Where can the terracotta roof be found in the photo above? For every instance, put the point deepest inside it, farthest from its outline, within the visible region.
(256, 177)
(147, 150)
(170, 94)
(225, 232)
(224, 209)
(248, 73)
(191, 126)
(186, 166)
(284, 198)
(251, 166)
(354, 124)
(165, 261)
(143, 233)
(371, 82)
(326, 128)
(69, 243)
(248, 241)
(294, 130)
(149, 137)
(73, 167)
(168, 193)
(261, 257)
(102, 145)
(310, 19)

------------------------------------------------------------------------

▶ Work request: Retype every line above with nothing changed.

▶ Exercise result:
Where can the terracotta roof be found in the photo above? For every instance, put the point deepest inside it, farthest from its outline, within the visible region.
(256, 177)
(147, 150)
(170, 94)
(225, 232)
(224, 209)
(248, 73)
(191, 126)
(186, 166)
(284, 198)
(251, 166)
(354, 124)
(165, 261)
(143, 233)
(371, 82)
(326, 128)
(69, 243)
(248, 241)
(294, 130)
(149, 137)
(73, 167)
(168, 193)
(261, 257)
(102, 145)
(310, 19)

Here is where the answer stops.